> **Exercise**:
Read through the material below and find each line that has the word "truck"; copy it.

§ §

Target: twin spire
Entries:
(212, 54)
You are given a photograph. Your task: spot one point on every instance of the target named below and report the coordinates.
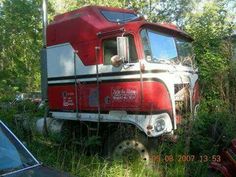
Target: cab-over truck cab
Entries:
(111, 67)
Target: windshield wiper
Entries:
(128, 19)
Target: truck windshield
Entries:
(13, 156)
(162, 48)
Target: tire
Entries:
(128, 145)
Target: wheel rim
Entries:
(131, 150)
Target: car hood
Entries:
(39, 171)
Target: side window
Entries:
(110, 49)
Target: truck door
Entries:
(119, 86)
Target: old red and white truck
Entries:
(111, 71)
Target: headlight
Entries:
(160, 125)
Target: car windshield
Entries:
(13, 155)
(162, 48)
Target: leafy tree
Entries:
(20, 45)
(209, 28)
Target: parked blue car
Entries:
(17, 161)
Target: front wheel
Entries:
(129, 144)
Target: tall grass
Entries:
(72, 158)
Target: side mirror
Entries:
(123, 48)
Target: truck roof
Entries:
(83, 28)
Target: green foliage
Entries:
(209, 28)
(20, 45)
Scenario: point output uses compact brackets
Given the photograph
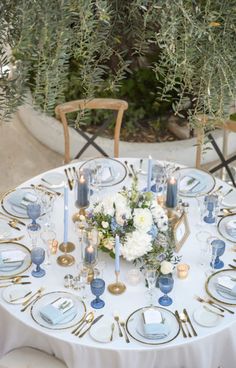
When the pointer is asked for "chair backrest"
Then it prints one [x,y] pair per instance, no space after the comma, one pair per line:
[97,103]
[227,126]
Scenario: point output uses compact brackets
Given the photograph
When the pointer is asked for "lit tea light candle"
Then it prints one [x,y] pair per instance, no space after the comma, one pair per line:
[182,270]
[171,196]
[53,246]
[89,254]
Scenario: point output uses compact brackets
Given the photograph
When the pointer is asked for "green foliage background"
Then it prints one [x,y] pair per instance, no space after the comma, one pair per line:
[180,51]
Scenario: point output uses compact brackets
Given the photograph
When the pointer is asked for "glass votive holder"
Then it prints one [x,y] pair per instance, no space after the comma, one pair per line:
[53,245]
[182,270]
[68,281]
[134,277]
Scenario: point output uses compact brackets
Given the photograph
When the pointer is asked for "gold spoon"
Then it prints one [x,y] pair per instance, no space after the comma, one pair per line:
[89,318]
[183,318]
[116,318]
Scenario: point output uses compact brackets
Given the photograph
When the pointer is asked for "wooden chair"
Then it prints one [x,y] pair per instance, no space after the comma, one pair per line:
[228,126]
[97,103]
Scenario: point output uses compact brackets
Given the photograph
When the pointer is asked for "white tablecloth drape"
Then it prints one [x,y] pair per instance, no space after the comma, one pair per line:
[213,347]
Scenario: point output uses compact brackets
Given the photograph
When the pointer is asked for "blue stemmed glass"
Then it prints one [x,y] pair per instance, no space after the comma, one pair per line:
[34,212]
[166,283]
[218,249]
[97,288]
[37,257]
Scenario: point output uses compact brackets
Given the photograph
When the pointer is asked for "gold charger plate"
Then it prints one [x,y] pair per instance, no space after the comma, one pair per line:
[211,288]
[18,268]
[135,319]
[48,298]
[206,181]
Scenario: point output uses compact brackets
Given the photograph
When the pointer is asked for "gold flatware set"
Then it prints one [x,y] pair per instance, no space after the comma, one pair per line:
[218,306]
[185,324]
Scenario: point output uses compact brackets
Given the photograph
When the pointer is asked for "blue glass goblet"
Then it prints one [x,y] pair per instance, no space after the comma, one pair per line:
[218,249]
[34,212]
[166,283]
[97,288]
[37,257]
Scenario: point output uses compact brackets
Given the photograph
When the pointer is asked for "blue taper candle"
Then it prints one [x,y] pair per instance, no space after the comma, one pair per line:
[66,217]
[82,192]
[149,174]
[171,196]
[117,253]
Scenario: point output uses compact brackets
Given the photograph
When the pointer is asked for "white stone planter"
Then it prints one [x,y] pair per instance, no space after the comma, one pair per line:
[49,131]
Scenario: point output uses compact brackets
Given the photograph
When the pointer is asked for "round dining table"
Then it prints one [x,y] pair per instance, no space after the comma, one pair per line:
[213,347]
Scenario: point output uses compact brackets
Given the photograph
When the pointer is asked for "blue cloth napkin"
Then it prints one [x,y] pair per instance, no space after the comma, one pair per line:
[155,329]
[19,198]
[5,266]
[54,316]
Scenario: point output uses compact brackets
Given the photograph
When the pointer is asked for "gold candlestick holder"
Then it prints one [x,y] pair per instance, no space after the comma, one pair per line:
[117,287]
[66,259]
[77,216]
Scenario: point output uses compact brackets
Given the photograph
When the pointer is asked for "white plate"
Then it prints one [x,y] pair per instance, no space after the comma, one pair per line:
[113,171]
[15,268]
[222,227]
[205,182]
[101,331]
[229,200]
[53,180]
[212,291]
[15,210]
[15,291]
[51,297]
[206,318]
[134,321]
[5,230]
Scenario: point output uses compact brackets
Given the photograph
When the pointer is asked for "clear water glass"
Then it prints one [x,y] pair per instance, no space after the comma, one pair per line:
[97,288]
[166,283]
[48,236]
[151,278]
[34,212]
[37,257]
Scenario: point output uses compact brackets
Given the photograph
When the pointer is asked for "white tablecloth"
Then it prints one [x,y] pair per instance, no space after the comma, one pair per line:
[213,347]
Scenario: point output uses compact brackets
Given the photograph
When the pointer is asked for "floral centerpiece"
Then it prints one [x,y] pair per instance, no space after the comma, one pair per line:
[142,225]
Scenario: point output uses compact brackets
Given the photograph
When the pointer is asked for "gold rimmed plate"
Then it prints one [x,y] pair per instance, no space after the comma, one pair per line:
[195,182]
[227,227]
[111,171]
[134,326]
[12,201]
[47,299]
[12,268]
[214,292]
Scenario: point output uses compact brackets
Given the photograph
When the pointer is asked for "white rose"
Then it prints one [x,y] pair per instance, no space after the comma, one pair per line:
[166,267]
[143,219]
[105,224]
[136,245]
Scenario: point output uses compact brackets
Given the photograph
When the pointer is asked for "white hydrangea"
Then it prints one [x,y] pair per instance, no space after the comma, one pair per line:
[106,206]
[166,267]
[143,220]
[123,211]
[136,245]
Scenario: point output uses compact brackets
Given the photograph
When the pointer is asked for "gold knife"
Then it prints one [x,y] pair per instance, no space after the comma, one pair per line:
[180,323]
[68,179]
[189,321]
[11,239]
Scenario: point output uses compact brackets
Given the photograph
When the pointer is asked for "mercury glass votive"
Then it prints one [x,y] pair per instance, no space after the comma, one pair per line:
[182,270]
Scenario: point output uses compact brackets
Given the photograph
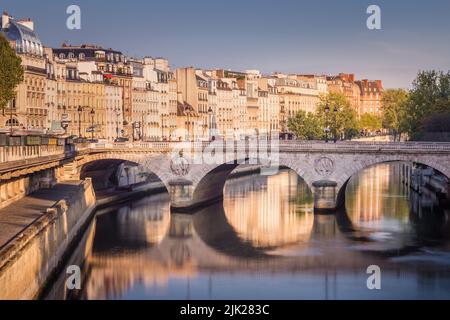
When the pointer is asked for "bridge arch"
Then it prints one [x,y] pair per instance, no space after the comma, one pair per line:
[150,163]
[434,163]
[211,180]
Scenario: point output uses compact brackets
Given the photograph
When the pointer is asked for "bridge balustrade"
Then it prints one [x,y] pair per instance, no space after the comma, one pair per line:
[17,153]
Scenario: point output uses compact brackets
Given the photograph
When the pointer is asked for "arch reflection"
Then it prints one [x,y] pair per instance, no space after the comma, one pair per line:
[270,211]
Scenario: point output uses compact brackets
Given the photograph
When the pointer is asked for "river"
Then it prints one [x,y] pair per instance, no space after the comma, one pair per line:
[264,242]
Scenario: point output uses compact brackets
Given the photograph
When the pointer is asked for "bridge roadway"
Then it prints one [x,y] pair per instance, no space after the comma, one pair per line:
[195,173]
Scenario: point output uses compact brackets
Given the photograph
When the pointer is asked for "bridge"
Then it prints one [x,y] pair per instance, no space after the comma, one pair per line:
[194,173]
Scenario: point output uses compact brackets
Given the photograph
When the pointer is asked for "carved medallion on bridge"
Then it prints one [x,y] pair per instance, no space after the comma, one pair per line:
[180,165]
[324,166]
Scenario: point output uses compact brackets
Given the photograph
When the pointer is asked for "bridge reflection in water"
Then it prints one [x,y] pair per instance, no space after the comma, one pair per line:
[264,241]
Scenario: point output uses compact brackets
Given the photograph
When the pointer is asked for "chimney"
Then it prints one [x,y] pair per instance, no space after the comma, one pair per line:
[180,97]
[5,19]
[27,23]
[379,84]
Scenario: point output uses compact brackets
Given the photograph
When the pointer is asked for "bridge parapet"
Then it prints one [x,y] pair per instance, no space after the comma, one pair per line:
[17,153]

§ §

> **Task solution**:
Target: cab-over truck cab
Target: truck windshield
Target: truck door
Target: old red and white truck
Target: truck roof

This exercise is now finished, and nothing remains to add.